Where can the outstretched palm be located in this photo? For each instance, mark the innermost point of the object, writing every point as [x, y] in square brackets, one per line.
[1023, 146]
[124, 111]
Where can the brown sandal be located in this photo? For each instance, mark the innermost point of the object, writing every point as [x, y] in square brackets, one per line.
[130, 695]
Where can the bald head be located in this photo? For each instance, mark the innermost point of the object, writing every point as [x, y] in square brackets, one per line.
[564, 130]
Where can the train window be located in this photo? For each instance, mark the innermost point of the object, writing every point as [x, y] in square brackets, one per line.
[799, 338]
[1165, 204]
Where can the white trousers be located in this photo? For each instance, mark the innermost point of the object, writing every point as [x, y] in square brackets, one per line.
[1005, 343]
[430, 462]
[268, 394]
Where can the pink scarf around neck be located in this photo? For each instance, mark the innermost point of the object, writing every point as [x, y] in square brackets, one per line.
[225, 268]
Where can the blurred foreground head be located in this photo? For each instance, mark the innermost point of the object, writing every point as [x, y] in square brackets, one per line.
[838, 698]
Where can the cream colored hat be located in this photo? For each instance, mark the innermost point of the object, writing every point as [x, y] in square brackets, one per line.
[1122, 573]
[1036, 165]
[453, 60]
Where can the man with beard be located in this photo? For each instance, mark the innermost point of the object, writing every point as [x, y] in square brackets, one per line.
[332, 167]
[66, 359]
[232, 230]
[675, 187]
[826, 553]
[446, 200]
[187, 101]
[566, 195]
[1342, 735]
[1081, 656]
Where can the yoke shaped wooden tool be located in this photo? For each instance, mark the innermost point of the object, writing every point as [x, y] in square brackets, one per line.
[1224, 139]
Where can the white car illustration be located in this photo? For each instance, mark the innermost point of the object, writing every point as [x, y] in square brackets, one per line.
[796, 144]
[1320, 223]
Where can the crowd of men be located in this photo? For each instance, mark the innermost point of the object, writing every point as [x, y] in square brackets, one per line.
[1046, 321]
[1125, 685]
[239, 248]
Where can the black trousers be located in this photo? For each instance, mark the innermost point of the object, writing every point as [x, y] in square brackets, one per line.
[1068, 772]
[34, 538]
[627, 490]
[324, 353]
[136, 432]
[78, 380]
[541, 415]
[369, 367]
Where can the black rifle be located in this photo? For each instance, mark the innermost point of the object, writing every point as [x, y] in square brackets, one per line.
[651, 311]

◆ ◆ ◆ ◆

▶ [GOAL]:
Starting with the first line and ending with the line that contains "[1320, 223]", change every "innermost point" to "central point", leaving all else unchanged. Return only that span of lines.

▶ [WRITTEN REPLY]:
Where can the outstretched palm be located in this photo? For each instance, mark the central point of the object, writing every point as [x, y] in square brackets, one per line.
[1023, 146]
[124, 111]
Where can the brown sandal be located in this photo? For each instance, mark the central point of the object, writing every point as [x, y] in square brackets, one per line.
[130, 695]
Where can the bald head be located in this photo? For each instance, mark the central point of the object, writing every point as [x, y] in square brackets, one per line.
[564, 130]
Where can the train window be located in this photo? For each instance, mark the central point of the object, writing every point as [x, y] in square brackets, one per line.
[799, 338]
[1165, 204]
Where can the white trousers be located in this photo? For each instance, mark the central point of the object, writing every point as [x, y] in square brackets, one per line.
[1005, 343]
[430, 462]
[268, 394]
Where can the pink scarf around neck be located in this photo? For each instance, mark the central point of the object, writing every point as [x, y] in square brackets, one per line.
[225, 268]
Where can the blurred foreground head be located in this photo? For each instance, mark the central point of the object, writing every point as [x, y] in square brackets, one per line.
[838, 698]
Where can the cream colored hat be located in this photo? For each instance, mark the central point of the object, writing every point as [x, y] in square brackets, one per line.
[1122, 573]
[1036, 165]
[453, 60]
Where can the man with beard be located in this photo? For each instance, mark the central point of the object, writing every point as [x, y] in square brackets, one per line.
[332, 167]
[66, 359]
[232, 230]
[675, 187]
[826, 553]
[446, 200]
[187, 101]
[566, 195]
[1342, 735]
[1081, 656]
Where can the yoke shaped wooden tool be located in this photo? For each instance, mark the central point of the object, writing every point as [x, y] in square brackets, one per line.
[1224, 139]
Where can the white car illustration be located in this photo? For each instance, mark the central point of the object, writing every point as [x, y] in square brackets, one per line.
[796, 144]
[1320, 223]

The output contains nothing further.